Written task a: Repeat the part of the Fracino Classico forum thread that begins at the words "Thanks for response." and stops after "be tomorrow morning.", with "Meross" changed to "TP-link".

# New Classico owner



## Caffeine fan (May 14, 2019)

Just upgraded from a Gaggia Classic to a Fracino Classico. I wasn't really looking to buy this model but it came up locally and as it is only a year old, in vgc and was well priced, I've gone for it.

Any tips or other pointers to get the best out of the machine from other owners would be gratefully received.

Thanks


----------



## KTD (Dec 28, 2017)

Caffeine fan said:


> Just upgraded from a Gaggia Classic to a Fracino Classico. I wasn't really looking to buy this model but it came up locally and as it is only a year old, in vgc and was well priced, I've gone for it.
> 
> Any tips or other pointers to get the best out of the machine from other owners would be gratefully received.
> 
> Thanks


Really enjoyed owning mine, only thing I'd say is run water through to speed up the heat up time, it's a really easy to get good shots from it especially when fully up to temp. A WiFi plug will be a good investment.

Sent from my iPhone using Tapatalk


----------



## Caffeine fan (May 14, 2019)

Hi KTD,

Thanks for response. I've just invested in a Meross plug so it turns on to heat up 45 mins before the fist shot.

I've not actually pulled my first shot yet - that will be tomorrow morning.


----------



## Caffeine fan (May 14, 2019)

KTD said:


> Really enjoyed owning mine, only thing I'd say is run water through to speed up the heat up time, it's a really easy to get good shots from it especially when fully up to temp. A WiFi plug will be a good investment.
> 
> Sent from my iPhone using Tapatalk


 Hi KTD,

What brand of wifi plug are you using? My Meross appears to be struggling to cope so I may need to swap.

thanks


----------



## KTD (Dec 28, 2017)

Caffeine fan said:


> Hi KTD,
> What brand of wifi plug are you using? My Meross appears to be struggling to cope so I may need to swap.
> thanks


TP-link

Sent from my iPhone using Tapatalk


----------



## cold war kid (Mar 12, 2010)

Records supplied:
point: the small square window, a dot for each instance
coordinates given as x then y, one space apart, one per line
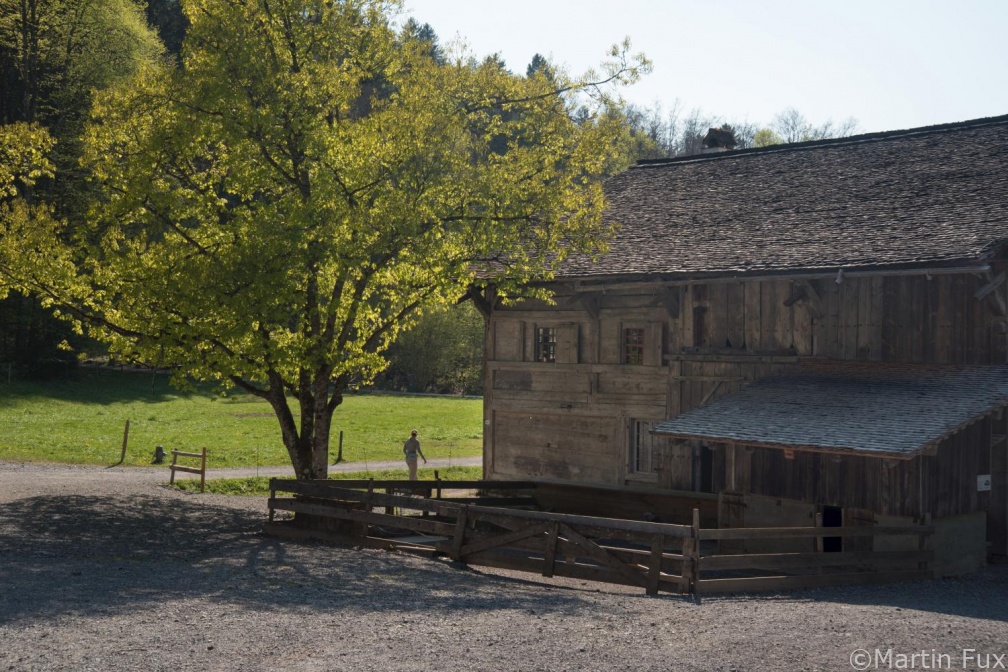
633 346
641 455
545 344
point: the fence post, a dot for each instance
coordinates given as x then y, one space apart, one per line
203 469
549 559
122 456
922 541
460 533
695 587
654 570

Written task b: Make one numbered list of every line in the records above, skipping blank lines. Leave the pictures out.

Final answer a:
Thanks for response. I've just invested in a TP-link plug so it turns on to heat up 45 mins before the fist shot.

I've not actually pulled my first shot yet - that will be tomorrow morning.

Final answer b:
1. point: the small square window, a dot for each instance
2. coordinates given as x then y, one space apart, one per line
3. 633 346
4. 641 455
5. 545 344
6. point: the fence post, a dot for each instance
7. coordinates given as x then y, one space apart, one per line
8. 203 469
9. 549 559
10. 122 456
11. 922 541
12. 460 533
13. 695 587
14. 654 570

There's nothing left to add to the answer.